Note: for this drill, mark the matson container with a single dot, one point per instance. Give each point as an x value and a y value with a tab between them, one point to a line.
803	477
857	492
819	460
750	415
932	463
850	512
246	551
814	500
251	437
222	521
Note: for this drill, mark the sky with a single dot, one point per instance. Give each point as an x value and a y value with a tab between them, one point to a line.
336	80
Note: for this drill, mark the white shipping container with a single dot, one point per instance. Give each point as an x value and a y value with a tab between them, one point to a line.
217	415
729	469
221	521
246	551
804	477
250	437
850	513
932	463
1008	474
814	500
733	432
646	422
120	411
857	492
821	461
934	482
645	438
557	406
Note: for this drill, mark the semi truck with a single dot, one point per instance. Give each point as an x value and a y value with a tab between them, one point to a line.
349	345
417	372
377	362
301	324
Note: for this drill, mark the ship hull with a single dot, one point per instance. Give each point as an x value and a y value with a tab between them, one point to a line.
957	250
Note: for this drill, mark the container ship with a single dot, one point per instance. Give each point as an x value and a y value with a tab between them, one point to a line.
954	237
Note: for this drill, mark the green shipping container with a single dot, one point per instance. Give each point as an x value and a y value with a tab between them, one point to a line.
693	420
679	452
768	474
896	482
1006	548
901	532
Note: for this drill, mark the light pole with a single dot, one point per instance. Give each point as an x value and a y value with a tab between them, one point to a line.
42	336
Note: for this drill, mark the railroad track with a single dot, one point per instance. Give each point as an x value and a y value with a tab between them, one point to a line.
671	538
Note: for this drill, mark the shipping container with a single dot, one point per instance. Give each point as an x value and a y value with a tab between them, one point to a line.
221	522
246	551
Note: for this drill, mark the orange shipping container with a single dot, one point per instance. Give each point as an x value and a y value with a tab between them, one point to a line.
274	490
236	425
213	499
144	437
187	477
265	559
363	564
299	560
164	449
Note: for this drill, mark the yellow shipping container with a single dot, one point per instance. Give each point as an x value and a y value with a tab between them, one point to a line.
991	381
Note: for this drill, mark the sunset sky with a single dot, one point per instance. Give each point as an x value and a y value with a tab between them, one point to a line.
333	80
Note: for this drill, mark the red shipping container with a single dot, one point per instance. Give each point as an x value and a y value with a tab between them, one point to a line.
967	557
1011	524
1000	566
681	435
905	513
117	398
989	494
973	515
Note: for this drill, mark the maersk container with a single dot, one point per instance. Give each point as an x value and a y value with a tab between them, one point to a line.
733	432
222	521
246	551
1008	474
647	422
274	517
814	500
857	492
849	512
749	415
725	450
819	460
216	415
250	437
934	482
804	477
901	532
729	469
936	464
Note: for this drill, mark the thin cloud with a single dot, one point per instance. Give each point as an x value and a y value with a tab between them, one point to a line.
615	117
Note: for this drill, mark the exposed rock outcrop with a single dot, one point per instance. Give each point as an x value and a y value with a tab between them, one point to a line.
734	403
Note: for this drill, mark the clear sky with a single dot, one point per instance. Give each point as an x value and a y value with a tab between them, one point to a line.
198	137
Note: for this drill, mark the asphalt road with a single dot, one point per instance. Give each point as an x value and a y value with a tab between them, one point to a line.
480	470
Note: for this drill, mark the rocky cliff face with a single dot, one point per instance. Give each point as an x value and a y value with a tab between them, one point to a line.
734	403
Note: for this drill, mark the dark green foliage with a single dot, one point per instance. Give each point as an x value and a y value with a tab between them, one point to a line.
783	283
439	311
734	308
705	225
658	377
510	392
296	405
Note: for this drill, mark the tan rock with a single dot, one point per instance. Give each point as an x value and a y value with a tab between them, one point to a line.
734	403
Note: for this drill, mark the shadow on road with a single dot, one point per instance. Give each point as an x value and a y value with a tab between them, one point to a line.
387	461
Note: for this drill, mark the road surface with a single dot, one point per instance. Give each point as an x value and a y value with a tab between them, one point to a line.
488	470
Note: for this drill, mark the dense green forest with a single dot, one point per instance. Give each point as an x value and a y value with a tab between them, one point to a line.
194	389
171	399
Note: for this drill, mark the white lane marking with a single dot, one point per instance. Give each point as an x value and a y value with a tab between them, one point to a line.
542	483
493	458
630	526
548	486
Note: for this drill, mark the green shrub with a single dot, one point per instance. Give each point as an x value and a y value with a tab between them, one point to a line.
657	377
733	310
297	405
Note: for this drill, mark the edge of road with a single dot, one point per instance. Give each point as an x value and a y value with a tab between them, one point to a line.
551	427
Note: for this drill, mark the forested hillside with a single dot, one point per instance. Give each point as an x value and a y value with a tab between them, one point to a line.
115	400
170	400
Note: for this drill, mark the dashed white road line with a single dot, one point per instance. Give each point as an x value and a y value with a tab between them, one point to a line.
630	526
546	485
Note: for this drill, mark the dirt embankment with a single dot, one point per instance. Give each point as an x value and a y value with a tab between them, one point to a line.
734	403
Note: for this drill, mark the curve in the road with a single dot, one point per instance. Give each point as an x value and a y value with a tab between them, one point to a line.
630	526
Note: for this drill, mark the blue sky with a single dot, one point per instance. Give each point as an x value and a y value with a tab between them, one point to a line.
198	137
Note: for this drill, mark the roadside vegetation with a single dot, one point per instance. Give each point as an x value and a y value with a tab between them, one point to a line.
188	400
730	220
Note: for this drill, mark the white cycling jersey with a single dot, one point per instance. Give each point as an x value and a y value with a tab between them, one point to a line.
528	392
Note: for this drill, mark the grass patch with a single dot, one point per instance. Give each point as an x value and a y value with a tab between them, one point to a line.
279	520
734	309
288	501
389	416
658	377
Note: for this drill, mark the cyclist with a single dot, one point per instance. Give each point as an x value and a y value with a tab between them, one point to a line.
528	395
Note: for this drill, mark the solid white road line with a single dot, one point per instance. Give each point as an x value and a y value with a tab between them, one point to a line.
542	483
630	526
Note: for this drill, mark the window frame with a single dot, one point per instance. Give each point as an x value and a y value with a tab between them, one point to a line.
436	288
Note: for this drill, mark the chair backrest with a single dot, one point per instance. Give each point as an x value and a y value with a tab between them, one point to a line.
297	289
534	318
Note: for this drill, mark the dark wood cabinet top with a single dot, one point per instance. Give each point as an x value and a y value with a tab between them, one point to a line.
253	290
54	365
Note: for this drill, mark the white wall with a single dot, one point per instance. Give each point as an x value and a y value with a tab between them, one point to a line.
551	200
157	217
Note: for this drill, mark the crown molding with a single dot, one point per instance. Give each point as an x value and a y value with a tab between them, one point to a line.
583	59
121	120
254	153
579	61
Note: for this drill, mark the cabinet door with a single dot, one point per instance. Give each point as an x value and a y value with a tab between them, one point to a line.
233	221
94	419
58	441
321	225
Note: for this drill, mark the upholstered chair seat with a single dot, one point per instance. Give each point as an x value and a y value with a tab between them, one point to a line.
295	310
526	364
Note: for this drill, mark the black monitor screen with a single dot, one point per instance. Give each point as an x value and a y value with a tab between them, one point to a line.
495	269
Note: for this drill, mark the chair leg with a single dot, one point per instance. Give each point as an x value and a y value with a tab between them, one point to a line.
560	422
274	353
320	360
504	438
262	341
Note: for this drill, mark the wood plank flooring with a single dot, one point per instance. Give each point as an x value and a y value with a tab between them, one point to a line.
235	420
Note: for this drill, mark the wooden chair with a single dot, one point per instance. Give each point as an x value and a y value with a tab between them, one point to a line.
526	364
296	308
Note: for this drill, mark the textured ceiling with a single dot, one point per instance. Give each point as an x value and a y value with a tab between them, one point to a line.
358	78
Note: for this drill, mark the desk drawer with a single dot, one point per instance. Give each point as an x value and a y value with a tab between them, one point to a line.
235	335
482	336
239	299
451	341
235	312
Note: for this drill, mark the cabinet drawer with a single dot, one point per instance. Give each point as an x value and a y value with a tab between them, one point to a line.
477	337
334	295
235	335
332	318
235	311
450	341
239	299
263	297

···

> GIVEN TASK: Please reproduce each line exactly as written.

> TASK SOLUTION:
Note: for this drill, mark the matson container with a single dot, one point per instance. Give each point as an x value and a y value with a tab between them, one point to a line.
803	477
857	492
819	460
750	415
932	463
850	512
246	551
814	500
251	437
222	521
Note: for this drill, mark the sky with a single dot, one point per instance. Give each point as an x value and a y value with a tab between them, one point to a line.
336	80
Note: for this drill, mark the white shipping container with a single dot, one point per instance. Give each point as an x value and a y value with a tab between them, one point to a line.
217	415
729	469
221	521
246	551
804	477
250	437
850	513
932	463
1008	474
814	500
733	432
646	422
120	411
857	492
821	461
934	482
645	438
557	406
Note: for this drill, mark the semi truck with a single dot, one point per instance. Give each point as an x value and a y value with a tab between them, one point to a line.
349	345
417	372
377	362
301	324
Note: for this drill, mark the ship hull with a single dot, one point per instance. Give each point as an x value and a y value with a tab between them, one point to a line.
957	250
Note: for this drill, mark the container ship with a single dot, one point per instance. Give each point as an x value and a y value with a tab between them, one point to a line.
954	237
Note: for this drill, mark the green shipping container with a single dot, one point per instance. Give each point as an x value and a y value with a tab between them, one point to a line.
693	420
679	452
768	474
896	482
1006	548
901	532
Note: for this drill, mark the light pole with a single dot, one point per instance. Give each point as an x value and a y value with a tab between them, one point to a line.
42	336
Note: for this drill, mark the railroad track with a single dot, one point per instance. Give each point as an x value and a y value with a tab between them, one point to a line.
671	538
Note: for this drill, mark the shipping container with a single dot, one point per instance. Give each point as an x value and a y value with a tab between them, one point to a line.
221	522
246	551
Note: for this drill, mark the orange shipping container with a single dot, one point per instance. Give each point as an x value and a y value with a tab between them, one point to a line.
274	490
236	425
213	499
144	437
187	477
265	559
363	564
299	560
164	449
Note: for this drill, mark the yellow shipping container with a single dot, one point per instance. Give each point as an x value and a y value with a tab between them, one point to a line.
991	381
Note: for this drill, mark the sunset sky with a single dot, one point per instance. Give each point as an x value and a y value with a tab between them, one point to a line.
333	80
Note: for this drill, mark the red shipping container with a single dot, one point per instance. Give each point as an x value and a y value with a tab between them, one point to a line.
967	557
1011	524
1000	566
681	435
905	513
117	398
989	494
973	515
Note: for this drill, mark the maersk container with a single dot, one point per instance. Give each point as an x value and a y value with a tab between them, one point to a line.
733	432
222	521
246	551
1008	474
647	422
274	517
814	500
857	492
849	512
749	415
725	450
819	460
216	415
250	437
934	482
804	477
901	532
729	469
936	464
Note: for this drill, mark the thin cloud with a single dot, one point per instance. Give each point as an x value and a y value with a tab between them, one point to a line.
615	117
Note: for this drill, mark the exposed rock outcrop with a single dot, one point per instance. Give each point as an x value and a y value with a tab between them, one point to a line.
734	403
Note: for this drill, mark the clear sky with a single dot, one point per instance. Give each point as an x value and a y value with a tab between them, one point to a line.
198	137
Note: for this drill, mark the asphalt road with a single dot, one point per instance. Give each point as an x value and a y value with a tab between them, one point to a line.
480	470
Note: for this drill, mark the rocky cliff face with a single dot, one point per instance. Give each point as an x value and a y value with a tab between them, one point to a line.
734	403
Note: for this drill, mark the dark green foliage with a single dot, one point per instance. Give each point as an x value and a y value with a tab between them, one point to a line.
783	283
439	311
734	308
705	225
658	377
510	392
296	405
Note: for this drill, mark the tan rock with a single dot, one point per instance. Give each point as an x value and a y value with a tab between them, one point to a line.
734	403
Note: for this drill, mark the shadow on road with a single dot, one point per instance. Give each point as an x value and a y value with a tab between them, one point to a line.
387	461
Note: for this drill, mark the road surface with a single dot, one point per instance. Give each point as an x value and a y value with a tab between them, one point to a line.
488	470
Note: for this drill, mark the dense green forest with a single dot, one point per instance. Give each point as an x value and a y value with a tab between them, one point to a line.
194	389
171	399
Note: for this drill, mark the white lane marking with a single dot, one point per instance. Give each point as an x value and a y value with a tab between them, one point to a line.
542	483
493	458
630	526
548	486
Note: for this drill, mark the green shrub with a single dot, one point per instance. Give each point as an x value and a y value with a tab between them, one point to a line.
657	377
733	310
297	405
Note: for this drill, mark the edge of road with a single dot, one point per instance. Give each point as an x value and a y value with a tab between them, one point to a line.
551	427
Note: for this drill, mark the forested hillside with a single dot, one point per instance. Give each point as an x value and a y value with a tab between them, one point to a line.
115	400
170	400
Note: for this drill, mark the dashed white road line with a single dot, one point per instance. Give each point as an x value and a y value with a tab between them, one point to a line.
630	526
546	485
Note: for this drill, mark the dirt embankment with a single dot, one point per instance. Give each point as an x value and a y value with a tab between them, one point to a line.
734	403
Note: for this drill, mark the curve in the road with a single dot, one point per instance. Give each point as an x value and a y value with a tab between them, one point to a line.
630	526
Note: for this drill, mark the blue sky with a single dot, one point per instance. Give each point as an x value and a y value with a tab between them, one point to a line.
198	137
Note: for this drill, mark the roadside vegetation with a single dot, one point per instance. Give each point as an x value and a y value with a tab between them, one point to a line.
188	400
730	220
Note: for this drill, mark the white cycling jersey with a single dot, one point per instance. Give each point as an x value and a y value with a tab between them, one point to a line.
528	392
Note: for this drill, mark the grass patch with a single dot, one point per instance. Give each point as an x value and a y value with a tab between them, one point to a line.
279	520
734	309
288	501
389	416
658	377
Note: for this drill, mark the cyclist with a single dot, one point per instance. Give each point as an x value and a y value with a tab between them, one point to a line.
528	395
Note: for this drill, mark the solid white road line with a single dot, one point per instance. Give each point as an x value and a y value with a tab between them, one point to a line.
542	483
630	526
Note: for this drill, mark the window frame with a single dot, one point per instance. Give each point as an x value and a y value with a tab between them, one point to a line.
436	288
Note: for this drill, mark the chair backrest with a single dot, one point per instance. Give each point as an x value and a y value with a tab between them, one point to a line.
297	289
534	318
Note: for this drill, mark the dark wood cabinet top with a single dot, one point per instance. Give each point as an x value and a y value with a tab between them, one point to a line.
253	290
54	365
Note: for this drill, mark the white wall with a single dot, one point per instance. Give each point as an x value and a y value with a tab between them, one point to a line.
551	200
157	217
Note: for this drill, mark the crown molding with a single dot, one point per instance. Give each point as an x value and a y value with a tab between them, one point to a line.
583	59
121	120
254	153
579	61
Note: for this drill, mark the cabinet door with a single dot, one point per instance. Give each point as an x value and a y value with a tab between them, one point to a line.
233	221
94	419
58	441
321	225
Note: for this drill, mark the upholstered chair seat with a single dot, one point per instance. Give each point as an x value and a y value with a tab between them, one point to a line.
295	310
526	364
Note: for this drill, mark the black monitor screen with a single dot, one point per instance. Give each point as an x value and a y value with a tab between them, one point to a line.
495	269
Note: for this drill, mark the chair leg with a single dot, one point per instance. Give each point as an x value and a y value with a tab between them, one point to a line.
560	422
274	353
320	360
504	438
262	341
Note: for this drill, mark the wood plank flooring with a single dot, one point per instance. Give each point as an x value and a y value with a tab between them, one point to a line.
235	420
Note: for this drill, mark the wooden chair with a single dot, one point per instance. Give each point as an x value and a y value with a tab between them, one point to a line.
526	364
296	308
Note: for this drill, mark the textured ceiling with a single dot, one point per instance. Give each point as an x value and a y value with a tab between them, one point to a line.
358	78
Note: for this drill, mark the desk drawer with a single dot, one point per instance. Give each point as an x value and a y value with a tab between them, one point to a line.
235	335
482	336
239	299
451	341
235	312
Note: for this drill, mark the cabinet drawer with a single dot, one point per instance. Give each point as an x value and a y value with a tab between them, one point to a line.
477	337
334	295
235	335
332	318
235	311
450	341
239	299
263	297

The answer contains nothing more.